§ **QUESTIONS**:
**A)** Retype the article on outdoor recreation during stay-at-home orders word for word, from "Griffin, associate professor" down to "feet between individuals.".
**B)** Answer these questions from the article on outdoor recreation during stay-at-home orders.
(i) What position does Anthony Deringer hold?
(ii) Which two natural areas in San Marcos are named as still open?
(iii) To how many people has the City of San Marcos limited groups in natural areas?

§ **PASSAGE TO READ**:
= = = = =

'Stay-at-home' doesn't mean 'stay indoors'

Featured Faculty

Emma Carberry | April 17, 2020

person walking on a log

Nationwide, stay-at-home orders have left people homebound and closed many public parks that families previously flocked to for recreation. Dr. Anthony Deringer and Dr. Kent Griffin, faculty in Texas State University’s Department of Health and Human Performance want families to know that, while the barriers may have increased, outdoor recreation is integral to maintaining one’s physical and mental health.

Deringer, assistant professor of recreation administration, points out that many stay-at-home orders include a section that allows for outdoor recreation. For example, the executive order issued by Governor Greg Abbott allows for “visiting parks, hunting or fishing, or engaging in physical activity like jogging or bicycling,” provided participants are following social distancing guidelines. 

Griffin, associate professor of exercise and sports science, adds that in many areas not all public recreation spaces have closed. In San Marcos, playgrounds, playscapes, skate parks, dog parks, and riverfront parks have closed, but natural areas and trails, such as Purgatory Creek and Spring Lake remain open and accessible. In natural areas, the City of San Marcos has limited groups to 10 people or fewer with recommendations to maintain at least six feet between individuals.

= = = = =

§ **STORED DATA**:

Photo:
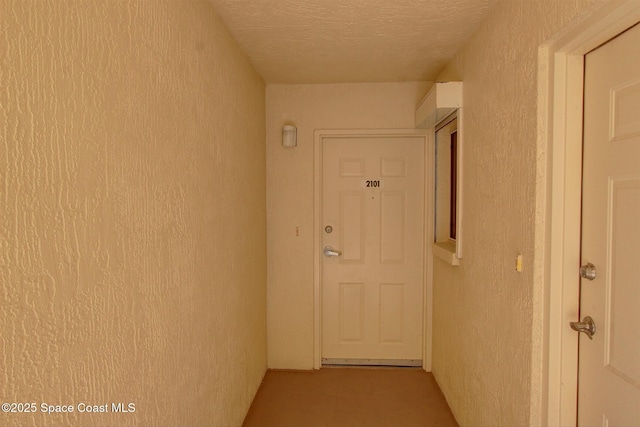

= = = = =

§ **RESPONSES FOR EACH TASK**:
**A)**
Griffin, associate professor of exercise and sports science, adds that in many areas not all public recreation spaces have closed. In San Marcos, playgrounds, playscapes, skate parks, dog parks, and riverfront parks have closed, but natural areas and trails, such as Purgatory Creek and Spring Lake remain open and accessible. In natural areas, the City of San Marcos has limited groups to 10 people or fewer with recommendations to maintain at least six feet between individuals.

**B)**
(i) Assistant professor of recreation administration
(ii) Purgatory Creek and Spring Lake
(iii) 10 people or fewer